### Do this
Below is a set of records; print all of them exactly as written.

### Data lines

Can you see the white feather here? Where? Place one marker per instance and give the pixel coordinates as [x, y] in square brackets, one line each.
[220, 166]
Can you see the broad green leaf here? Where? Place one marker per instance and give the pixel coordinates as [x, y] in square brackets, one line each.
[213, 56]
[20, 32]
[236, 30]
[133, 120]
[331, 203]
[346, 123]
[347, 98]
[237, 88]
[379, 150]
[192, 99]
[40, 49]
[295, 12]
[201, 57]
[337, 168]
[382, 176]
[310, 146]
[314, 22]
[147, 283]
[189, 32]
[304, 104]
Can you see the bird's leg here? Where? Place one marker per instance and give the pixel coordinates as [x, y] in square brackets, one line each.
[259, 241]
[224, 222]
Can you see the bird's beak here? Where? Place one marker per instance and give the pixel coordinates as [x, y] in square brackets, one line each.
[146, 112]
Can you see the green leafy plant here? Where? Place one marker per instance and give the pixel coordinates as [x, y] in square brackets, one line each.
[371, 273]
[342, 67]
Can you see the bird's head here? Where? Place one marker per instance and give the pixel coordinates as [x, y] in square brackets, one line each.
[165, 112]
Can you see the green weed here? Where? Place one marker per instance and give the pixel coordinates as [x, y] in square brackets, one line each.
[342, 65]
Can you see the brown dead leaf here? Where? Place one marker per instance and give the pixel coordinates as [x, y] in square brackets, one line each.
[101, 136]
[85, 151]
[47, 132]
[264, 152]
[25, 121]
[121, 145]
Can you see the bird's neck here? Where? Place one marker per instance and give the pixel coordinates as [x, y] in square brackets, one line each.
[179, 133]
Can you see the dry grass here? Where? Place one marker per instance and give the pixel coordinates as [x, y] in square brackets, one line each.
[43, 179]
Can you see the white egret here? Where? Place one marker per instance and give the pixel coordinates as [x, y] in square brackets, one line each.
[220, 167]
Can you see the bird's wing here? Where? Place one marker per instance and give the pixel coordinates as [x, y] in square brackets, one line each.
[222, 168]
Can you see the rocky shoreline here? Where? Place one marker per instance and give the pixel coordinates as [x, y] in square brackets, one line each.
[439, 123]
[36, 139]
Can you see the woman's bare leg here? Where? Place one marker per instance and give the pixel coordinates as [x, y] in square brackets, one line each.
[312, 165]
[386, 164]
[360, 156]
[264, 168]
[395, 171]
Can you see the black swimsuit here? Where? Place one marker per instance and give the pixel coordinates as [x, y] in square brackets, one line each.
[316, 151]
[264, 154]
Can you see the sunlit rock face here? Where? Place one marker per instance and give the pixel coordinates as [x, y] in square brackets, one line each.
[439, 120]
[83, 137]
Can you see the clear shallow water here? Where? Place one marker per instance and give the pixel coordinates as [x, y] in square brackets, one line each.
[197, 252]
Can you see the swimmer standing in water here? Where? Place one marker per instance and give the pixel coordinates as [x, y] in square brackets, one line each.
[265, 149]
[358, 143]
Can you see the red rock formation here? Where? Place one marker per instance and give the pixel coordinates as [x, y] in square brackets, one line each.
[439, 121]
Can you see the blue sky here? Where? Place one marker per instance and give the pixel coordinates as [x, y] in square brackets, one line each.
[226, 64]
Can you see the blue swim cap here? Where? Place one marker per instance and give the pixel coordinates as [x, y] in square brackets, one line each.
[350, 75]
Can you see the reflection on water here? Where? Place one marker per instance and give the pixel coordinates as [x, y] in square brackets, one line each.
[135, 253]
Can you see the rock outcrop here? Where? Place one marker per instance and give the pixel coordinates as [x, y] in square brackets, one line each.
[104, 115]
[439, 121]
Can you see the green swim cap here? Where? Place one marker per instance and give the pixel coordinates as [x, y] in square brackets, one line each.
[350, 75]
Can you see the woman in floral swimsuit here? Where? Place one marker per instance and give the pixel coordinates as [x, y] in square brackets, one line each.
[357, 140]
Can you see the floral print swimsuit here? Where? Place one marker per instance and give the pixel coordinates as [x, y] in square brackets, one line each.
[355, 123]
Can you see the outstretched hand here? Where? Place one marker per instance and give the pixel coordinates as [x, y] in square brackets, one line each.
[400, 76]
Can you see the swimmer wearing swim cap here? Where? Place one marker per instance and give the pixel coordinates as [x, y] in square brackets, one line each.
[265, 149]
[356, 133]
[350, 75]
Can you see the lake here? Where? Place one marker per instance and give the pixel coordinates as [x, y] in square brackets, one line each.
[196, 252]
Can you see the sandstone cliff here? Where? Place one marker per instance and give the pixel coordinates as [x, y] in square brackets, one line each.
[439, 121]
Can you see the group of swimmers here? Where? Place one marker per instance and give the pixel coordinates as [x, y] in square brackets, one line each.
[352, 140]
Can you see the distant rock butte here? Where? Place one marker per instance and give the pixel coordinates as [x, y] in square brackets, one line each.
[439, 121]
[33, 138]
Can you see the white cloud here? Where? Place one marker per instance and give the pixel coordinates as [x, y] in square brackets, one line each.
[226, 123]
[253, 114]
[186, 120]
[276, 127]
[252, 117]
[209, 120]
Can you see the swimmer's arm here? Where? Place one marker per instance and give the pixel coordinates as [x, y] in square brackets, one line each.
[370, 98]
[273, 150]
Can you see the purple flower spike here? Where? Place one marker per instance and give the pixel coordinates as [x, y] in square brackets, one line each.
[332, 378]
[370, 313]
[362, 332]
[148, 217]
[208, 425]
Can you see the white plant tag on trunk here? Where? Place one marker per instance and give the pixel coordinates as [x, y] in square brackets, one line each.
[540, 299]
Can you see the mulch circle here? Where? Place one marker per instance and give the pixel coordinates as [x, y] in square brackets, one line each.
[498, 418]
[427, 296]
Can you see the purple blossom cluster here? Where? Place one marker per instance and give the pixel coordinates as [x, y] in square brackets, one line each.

### Complete output
Can you see the white feather here? Where? Place one marker per instance and give the pixel coordinates as [x, y] in square brackets, one line each.
[220, 166]
Can you see the broad green leaf here? Where? Place one marker per instance and give the pixel coordinates as [x, y] in square brackets, one line each.
[213, 56]
[20, 32]
[236, 30]
[133, 120]
[331, 203]
[346, 123]
[347, 98]
[237, 88]
[379, 150]
[192, 99]
[40, 49]
[295, 12]
[201, 57]
[337, 168]
[382, 176]
[310, 146]
[314, 22]
[147, 283]
[189, 32]
[304, 104]
Can you see the bird's leg here? Where? Place one marker per instance and give the pixel coordinates as [x, y] in square brackets, one line each.
[259, 241]
[224, 222]
Can you see the bird's beak here? Where? Place one marker per instance and give the pixel coordinates as [x, y] in square brackets, one line each.
[146, 112]
Can you see the green leafy plant here? Where? Place one marker per instance and give the pixel coordinates as [x, y] in square brackets, one line each.
[371, 273]
[342, 67]
Can you see the bird's head here? Where? Place one marker per instance and give the pixel coordinates as [x, y] in square brackets, one line each.
[165, 112]
Can you see the green weed here? Where? Place one marker per instance and give the pixel coordinates as [x, y] in square brackets, one line each.
[342, 65]
Can you see the brown dead leaf here? Where? Place one marker per instance and give the pixel coordinates as [x, y] in square brackets, one line each.
[101, 136]
[85, 151]
[47, 132]
[264, 152]
[25, 121]
[121, 145]
Can you see the bird's neck here? Where? Place one marker per instance and give the pixel coordinates as [x, y] in square brackets, one line each.
[179, 133]
Can you see the dry grass here? Where? Place one marker per instance and give the pixel coordinates as [x, y] in square brackets, one line each.
[43, 179]
Can you see the white egret here? Where? Place one marker per instance and give the pixel coordinates as [x, y] in square brackets, one line each.
[220, 167]
Can you see the bird's wing here? Where? Place one marker per instance and give the pixel coordinates as [x, y] in square brackets, one line each.
[222, 168]
Can you see the rocky shoreline here? Where? Place one marker per instance and give the pixel coordinates as [x, y] in square brackets, one line each.
[439, 123]
[36, 139]
Can you see the woman's bare leg here? Where? Place one marker per instance and give the pixel coordinates as [x, y] in square brackets, one line each.
[312, 165]
[386, 164]
[360, 156]
[264, 168]
[395, 171]
Can you see the black swimsuit here? Where? Place one marker per instance and give the pixel coordinates as [x, y] in square brackets, one line each.
[316, 151]
[264, 154]
Can you see the sunlit rock face here? Where? Place one marker per instance and give the pixel coordinates as [x, y] in square brackets, one line each.
[439, 120]
[83, 137]
Can you see the clear shallow water here? Where? Place one marker per instance and give the pixel coordinates as [x, y] in square brackets, one line each.
[197, 252]
Can you see the swimmer standing in water here? Where? Place one marker per instance and give the pixel coordinates as [x, y] in square brackets, one line each.
[265, 149]
[358, 143]
Can you see the red rock formation here? Where? Place one marker per instance and give the pixel coordinates as [x, y] in square brackets, one line each.
[439, 121]
Can you see the blue sky here? Where? Place one marker per instance and give the pixel coordinates as [x, y] in square brackets, one line each.
[226, 64]
Can you see the blue swim cap here? Where? Place one marker per instance and give the pixel coordinates as [x, y] in square brackets, one line each.
[350, 75]
Can you see the reflection on water here? Where? Place one marker per instance and give the pixel coordinates as [x, y] in square brackets, one line each.
[135, 253]
Can you see the rock outcrop here? Where? Place one marker per instance and give the pixel coordinates as [x, y] in square brackets, one line each.
[104, 115]
[439, 121]
Can you see the green swim cap here? Where? Place one marker per instance and give the pixel coordinates as [x, y] in square brackets, one line each.
[350, 75]
Can you see the woman in floral swimsuit here? Where? Place one marker per instance and give the pixel coordinates as [x, y] in square brackets, one line each.
[357, 140]
Can you see the floral print swimsuit here? Where? Place one marker per instance and give the pixel coordinates as [x, y] in square brackets, one line each.
[355, 123]
Can you see the outstretched hand here? Where? Place one marker per instance and give the pixel coordinates as [x, y] in square brackets, one line each.
[400, 76]
Can you see the swimmer wearing swim cap here? Where? Place one marker per instance and give the pixel coordinates as [x, y] in square brackets, one line each.
[265, 149]
[356, 133]
[350, 75]
Can you see the lake here? Where? Place one marker per instance and give the pixel coordinates as [x, y] in square brackets, one line each.
[196, 252]
Can you see the sandstone cliff here? Where? Place one marker per instance and give the pixel coordinates as [x, y] in square brackets, one line each.
[439, 121]
Can you see the group of swimmers here? Where? Place one marker per instance and give the pixel coordinates as [x, y] in square brackets, one line each.
[352, 140]
Can you see the distant rock butte here? Where? Place one marker per instance and give the pixel coordinates as [x, y] in square brackets, one line each.
[439, 121]
[33, 138]
Can you see the white cloud here? Where? Place one marker per instance and give the pixel coordinates as [x, y] in square brackets, one line each.
[226, 123]
[253, 114]
[186, 120]
[276, 127]
[252, 117]
[209, 120]
Can you see the swimmer's arm here? Where? Place one marker per instance and give the pixel coordinates as [x, y] in square brackets, one line each.
[370, 98]
[273, 150]
Can you see the purple flower spike here? Where? Place one marker per instance and give the pixel coordinates as [x, y] in square brackets, one line each.
[332, 378]
[370, 313]
[362, 332]
[148, 217]
[208, 425]
Can you see the white plant tag on trunk here? Where? Place one marker per instance and give the pixel coordinates as [x, y] in square brackets, one line each.
[540, 299]
Can you see the mulch circle here? Where? Place one marker per instance and give the pixel coordinates as [x, y] in square brackets, one line each.
[498, 418]
[427, 296]
Can you see the purple blossom cluster here? Where? Place one marker per instance and give the pixel coordinates as [x, y] in square brackets, one line each.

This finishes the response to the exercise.